**Given exercise:** Reproduce word for word the lines of the records below, starting at the line that contains "Expected: one point per instance of the man's eye" and ending at the final line of the records, with both of those lines included.

[Raw records]

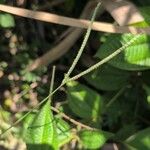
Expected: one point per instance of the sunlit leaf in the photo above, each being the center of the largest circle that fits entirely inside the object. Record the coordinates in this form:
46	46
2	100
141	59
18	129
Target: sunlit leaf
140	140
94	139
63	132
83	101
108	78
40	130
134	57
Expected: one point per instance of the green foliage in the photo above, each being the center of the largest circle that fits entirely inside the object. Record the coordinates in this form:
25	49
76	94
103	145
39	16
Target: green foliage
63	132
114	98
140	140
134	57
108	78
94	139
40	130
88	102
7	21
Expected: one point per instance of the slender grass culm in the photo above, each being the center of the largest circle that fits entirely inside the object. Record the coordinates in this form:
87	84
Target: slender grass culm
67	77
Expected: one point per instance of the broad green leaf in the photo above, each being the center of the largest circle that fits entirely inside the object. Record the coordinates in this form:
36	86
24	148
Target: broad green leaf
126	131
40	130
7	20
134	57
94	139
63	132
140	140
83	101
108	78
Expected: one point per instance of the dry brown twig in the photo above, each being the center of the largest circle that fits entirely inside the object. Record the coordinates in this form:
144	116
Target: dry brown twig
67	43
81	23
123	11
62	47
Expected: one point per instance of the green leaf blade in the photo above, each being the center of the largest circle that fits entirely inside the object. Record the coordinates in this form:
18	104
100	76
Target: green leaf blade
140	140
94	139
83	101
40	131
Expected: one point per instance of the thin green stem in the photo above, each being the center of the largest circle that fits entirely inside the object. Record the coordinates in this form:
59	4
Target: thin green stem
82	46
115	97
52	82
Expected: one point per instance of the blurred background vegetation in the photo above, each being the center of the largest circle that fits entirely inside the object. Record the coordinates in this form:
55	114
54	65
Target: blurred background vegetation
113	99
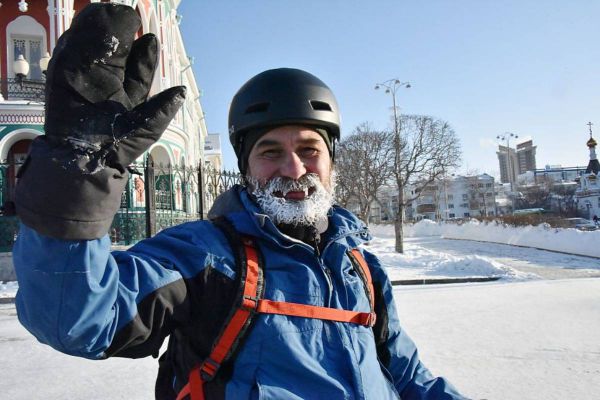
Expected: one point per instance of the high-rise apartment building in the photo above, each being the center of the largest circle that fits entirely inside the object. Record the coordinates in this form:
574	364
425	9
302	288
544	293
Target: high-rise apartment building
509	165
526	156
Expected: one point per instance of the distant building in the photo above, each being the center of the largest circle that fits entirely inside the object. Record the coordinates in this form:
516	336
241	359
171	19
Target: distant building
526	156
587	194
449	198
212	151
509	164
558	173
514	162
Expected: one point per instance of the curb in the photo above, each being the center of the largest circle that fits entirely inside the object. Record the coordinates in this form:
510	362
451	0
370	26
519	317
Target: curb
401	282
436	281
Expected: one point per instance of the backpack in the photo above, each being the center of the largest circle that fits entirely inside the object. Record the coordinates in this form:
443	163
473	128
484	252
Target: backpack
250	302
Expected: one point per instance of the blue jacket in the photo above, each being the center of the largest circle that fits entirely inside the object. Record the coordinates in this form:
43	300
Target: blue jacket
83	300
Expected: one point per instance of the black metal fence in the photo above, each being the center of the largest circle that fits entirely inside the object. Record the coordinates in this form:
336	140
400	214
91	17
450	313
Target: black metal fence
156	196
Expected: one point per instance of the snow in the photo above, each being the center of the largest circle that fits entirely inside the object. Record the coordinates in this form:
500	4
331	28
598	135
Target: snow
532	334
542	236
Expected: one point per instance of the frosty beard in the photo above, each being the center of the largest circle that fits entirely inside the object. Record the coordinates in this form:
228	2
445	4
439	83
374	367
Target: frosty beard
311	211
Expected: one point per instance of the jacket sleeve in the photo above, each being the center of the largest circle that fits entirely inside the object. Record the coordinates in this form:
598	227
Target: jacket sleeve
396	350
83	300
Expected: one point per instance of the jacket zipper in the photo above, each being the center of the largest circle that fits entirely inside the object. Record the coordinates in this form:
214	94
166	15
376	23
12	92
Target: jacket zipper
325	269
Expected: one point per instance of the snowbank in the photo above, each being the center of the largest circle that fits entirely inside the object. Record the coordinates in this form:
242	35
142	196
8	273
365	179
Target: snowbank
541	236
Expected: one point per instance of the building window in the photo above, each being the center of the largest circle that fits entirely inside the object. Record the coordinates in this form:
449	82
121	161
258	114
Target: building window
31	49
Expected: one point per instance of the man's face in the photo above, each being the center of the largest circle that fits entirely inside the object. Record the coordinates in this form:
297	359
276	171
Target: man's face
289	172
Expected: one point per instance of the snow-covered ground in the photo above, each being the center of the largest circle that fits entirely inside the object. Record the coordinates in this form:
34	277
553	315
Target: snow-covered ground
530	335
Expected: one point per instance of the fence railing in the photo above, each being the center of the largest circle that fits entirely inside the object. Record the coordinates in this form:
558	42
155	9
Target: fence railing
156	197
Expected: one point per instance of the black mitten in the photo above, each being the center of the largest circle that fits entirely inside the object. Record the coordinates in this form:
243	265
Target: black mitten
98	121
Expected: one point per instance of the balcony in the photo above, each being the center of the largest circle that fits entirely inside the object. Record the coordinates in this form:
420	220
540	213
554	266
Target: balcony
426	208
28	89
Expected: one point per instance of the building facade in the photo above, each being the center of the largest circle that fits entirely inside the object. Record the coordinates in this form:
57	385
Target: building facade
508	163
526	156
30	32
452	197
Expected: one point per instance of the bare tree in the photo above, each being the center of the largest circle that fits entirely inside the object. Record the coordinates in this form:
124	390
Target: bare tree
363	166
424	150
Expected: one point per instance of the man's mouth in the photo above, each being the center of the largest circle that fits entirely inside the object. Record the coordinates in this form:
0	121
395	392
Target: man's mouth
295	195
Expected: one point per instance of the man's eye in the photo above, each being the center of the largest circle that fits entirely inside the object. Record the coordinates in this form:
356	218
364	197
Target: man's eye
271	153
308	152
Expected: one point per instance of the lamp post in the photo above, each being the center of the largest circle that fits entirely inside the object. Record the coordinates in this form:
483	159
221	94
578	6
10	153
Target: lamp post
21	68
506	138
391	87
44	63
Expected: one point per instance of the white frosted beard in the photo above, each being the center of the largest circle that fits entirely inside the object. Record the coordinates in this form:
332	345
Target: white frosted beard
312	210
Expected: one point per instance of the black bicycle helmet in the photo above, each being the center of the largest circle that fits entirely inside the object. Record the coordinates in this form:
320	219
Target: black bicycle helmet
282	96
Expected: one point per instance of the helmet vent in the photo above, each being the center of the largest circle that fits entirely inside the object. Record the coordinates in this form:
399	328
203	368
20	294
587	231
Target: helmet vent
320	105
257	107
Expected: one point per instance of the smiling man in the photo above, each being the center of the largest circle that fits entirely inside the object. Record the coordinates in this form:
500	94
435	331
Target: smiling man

**Solution:**
Expected: one point per instance of the man's eye in the photo above, each being the center of the largest circle that fits entirely inside the object. Record the coordinates in this form:
356	218
364	197
Target: man's eye
271	153
308	152
Expected: one point per instance of the lamp post in the photo above, each being the center of the largest circle that fits entirely inside the object. Record the coordinates in this form:
483	159
221	94
578	6
10	153
Target: lamp post
21	68
506	138
391	87
44	63
Expected: one point per instance of the white frosted beard in the photo above, each being the center of the largest circle that fits entirely inside the object. Record the coordinates in this form:
332	345
Target: white frosted beard
312	210
Expected: one point per instance of the black bicycle helmet in the photo above, each being the center of the largest circle that fits entirely inside the object. Record the coordinates in this form:
320	219
Target: black bicycle helmet
282	96
Expected: one point per instance of the helmet vent in the photo above, each being the center of the largest circle that fits entirely inside the object. Record the coordinates in this form:
399	328
203	368
20	294
587	231
Target: helmet vent
320	105
257	107
Expected: one point per instance of the smiling man in the photo above, each being the center of the largest circle that fits entirely inside the object. Record the coordinates in this form:
500	94
435	331
Target: smiling man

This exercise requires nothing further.